Output the records that follow, keeping every line exactly as it is.

_INPUT DATA_
--------------------------------

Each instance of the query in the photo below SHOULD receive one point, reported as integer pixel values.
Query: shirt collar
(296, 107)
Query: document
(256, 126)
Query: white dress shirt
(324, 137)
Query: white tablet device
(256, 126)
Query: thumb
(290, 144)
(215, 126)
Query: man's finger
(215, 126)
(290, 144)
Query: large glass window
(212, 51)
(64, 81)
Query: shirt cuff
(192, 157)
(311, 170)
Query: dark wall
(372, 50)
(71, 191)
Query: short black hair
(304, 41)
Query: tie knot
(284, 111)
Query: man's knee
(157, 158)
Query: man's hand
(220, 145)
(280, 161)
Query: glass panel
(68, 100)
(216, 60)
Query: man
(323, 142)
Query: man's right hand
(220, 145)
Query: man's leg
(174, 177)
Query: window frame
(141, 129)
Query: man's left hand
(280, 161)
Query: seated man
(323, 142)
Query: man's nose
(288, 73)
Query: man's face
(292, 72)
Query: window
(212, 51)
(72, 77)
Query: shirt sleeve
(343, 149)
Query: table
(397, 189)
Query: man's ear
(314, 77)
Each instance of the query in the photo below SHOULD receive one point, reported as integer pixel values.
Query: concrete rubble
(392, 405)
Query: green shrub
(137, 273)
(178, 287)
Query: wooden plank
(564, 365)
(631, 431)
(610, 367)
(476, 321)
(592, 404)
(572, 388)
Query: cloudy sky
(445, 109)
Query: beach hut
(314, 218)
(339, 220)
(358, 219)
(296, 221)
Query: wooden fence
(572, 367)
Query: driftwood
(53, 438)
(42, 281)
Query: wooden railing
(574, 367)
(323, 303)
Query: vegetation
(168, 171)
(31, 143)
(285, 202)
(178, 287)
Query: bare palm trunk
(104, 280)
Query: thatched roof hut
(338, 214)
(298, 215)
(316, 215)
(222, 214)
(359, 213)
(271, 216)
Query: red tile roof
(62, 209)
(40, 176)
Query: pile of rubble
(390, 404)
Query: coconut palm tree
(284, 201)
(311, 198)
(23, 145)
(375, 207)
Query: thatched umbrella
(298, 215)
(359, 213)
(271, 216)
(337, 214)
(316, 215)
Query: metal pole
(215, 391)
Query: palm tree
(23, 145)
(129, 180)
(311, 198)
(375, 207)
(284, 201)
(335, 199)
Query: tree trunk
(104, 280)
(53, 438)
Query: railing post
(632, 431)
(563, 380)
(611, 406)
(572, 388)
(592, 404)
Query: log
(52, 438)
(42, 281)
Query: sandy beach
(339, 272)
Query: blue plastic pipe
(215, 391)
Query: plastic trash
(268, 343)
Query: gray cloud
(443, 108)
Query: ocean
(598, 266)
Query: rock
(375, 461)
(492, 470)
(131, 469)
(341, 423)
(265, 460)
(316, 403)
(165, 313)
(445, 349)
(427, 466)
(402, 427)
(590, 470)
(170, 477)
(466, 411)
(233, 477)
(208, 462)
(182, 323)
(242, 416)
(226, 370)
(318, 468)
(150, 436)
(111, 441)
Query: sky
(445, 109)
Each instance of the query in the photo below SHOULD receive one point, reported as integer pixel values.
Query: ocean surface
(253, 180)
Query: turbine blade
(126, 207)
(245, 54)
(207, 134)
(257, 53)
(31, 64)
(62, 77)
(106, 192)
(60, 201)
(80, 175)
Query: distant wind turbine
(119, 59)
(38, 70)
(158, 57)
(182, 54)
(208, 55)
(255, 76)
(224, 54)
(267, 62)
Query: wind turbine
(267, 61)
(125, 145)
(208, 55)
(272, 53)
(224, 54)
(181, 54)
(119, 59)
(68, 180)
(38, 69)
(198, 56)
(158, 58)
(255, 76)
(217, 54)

--------------------------------

_TASK RESPONSE_
Each instance of the query in the photo below SHOULD receive one point, reported as integer pixel values.
Query: shirt collar
(296, 107)
Query: document
(256, 126)
Query: white dress shirt
(324, 137)
Query: white tablet device
(256, 126)
Query: thumb
(290, 144)
(215, 126)
Query: man's finger
(215, 126)
(290, 144)
Query: large glass window
(212, 51)
(64, 81)
Query: shirt cuff
(192, 157)
(311, 170)
Query: dark wall
(372, 50)
(71, 191)
Query: short black hair
(304, 41)
Query: tie knot
(284, 111)
Query: man's knee
(157, 158)
Query: man's hand
(220, 145)
(280, 161)
Query: glass panel
(68, 100)
(216, 60)
Query: man
(323, 142)
Query: man's right hand
(220, 145)
Query: man's leg
(174, 177)
Query: window frame
(141, 129)
Query: man's left hand
(280, 161)
Query: seated man
(323, 142)
Query: man's nose
(288, 73)
Query: man's face
(292, 72)
Query: window
(212, 51)
(72, 77)
Query: shirt sleeve
(343, 149)
Query: table
(397, 189)
Query: man's ear
(314, 77)
Each instance of the query in the photo below SHOULD receive one point, reported as integer pixel values.
Query: concrete rubble
(392, 405)
Query: green shrub
(137, 273)
(178, 287)
Query: wooden plank
(564, 365)
(631, 431)
(610, 367)
(476, 321)
(592, 404)
(572, 388)
Query: cloudy sky
(445, 109)
Query: beach hut
(314, 218)
(339, 220)
(358, 219)
(296, 221)
Query: wooden fence
(572, 367)
Query: driftwood
(53, 438)
(42, 281)
Query: wooden railing
(574, 367)
(323, 303)
Query: vegetation
(168, 171)
(31, 143)
(285, 202)
(178, 287)
Query: bare palm trunk
(104, 280)
Query: thatched roof hut
(338, 214)
(298, 215)
(316, 215)
(222, 214)
(359, 213)
(271, 216)
Query: red tile roof
(62, 209)
(40, 176)
Query: pile of rubble
(390, 404)
Query: coconut palm tree
(284, 201)
(311, 198)
(23, 145)
(375, 207)
Query: thatched umbrella
(298, 215)
(359, 213)
(271, 216)
(337, 214)
(316, 215)
Query: metal pole
(215, 391)
Query: palm tree
(23, 145)
(129, 180)
(311, 198)
(375, 207)
(284, 201)
(335, 199)
Query: tree trunk
(104, 280)
(53, 438)
Query: railing post
(632, 431)
(563, 380)
(611, 406)
(572, 388)
(592, 404)
Query: log
(52, 438)
(42, 281)
Query: sandy beach
(339, 272)
Query: blue plastic pipe
(215, 391)
Query: plastic trash
(268, 343)
Query: gray cloud
(443, 108)
Query: ocean
(598, 266)
Query: rock
(375, 461)
(492, 470)
(131, 469)
(341, 423)
(265, 460)
(316, 403)
(165, 313)
(445, 349)
(427, 466)
(402, 427)
(590, 470)
(170, 477)
(466, 411)
(233, 477)
(208, 462)
(182, 323)
(242, 416)
(226, 370)
(318, 468)
(150, 436)
(111, 441)
Query: sky
(445, 109)
Each instance of the query in the photo below SHOULD receive one point, reported as integer pixel values.
Query: ocean surface
(253, 180)
Query: turbine blade
(126, 207)
(245, 54)
(207, 134)
(257, 53)
(31, 64)
(62, 77)
(106, 192)
(60, 201)
(80, 175)
Query: distant wind turbine
(119, 59)
(38, 70)
(158, 57)
(182, 54)
(208, 55)
(255, 76)
(224, 54)
(267, 62)
Query: wind turbine
(267, 61)
(125, 145)
(208, 55)
(272, 53)
(224, 54)
(181, 54)
(119, 59)
(68, 180)
(38, 69)
(198, 56)
(158, 58)
(255, 76)
(217, 54)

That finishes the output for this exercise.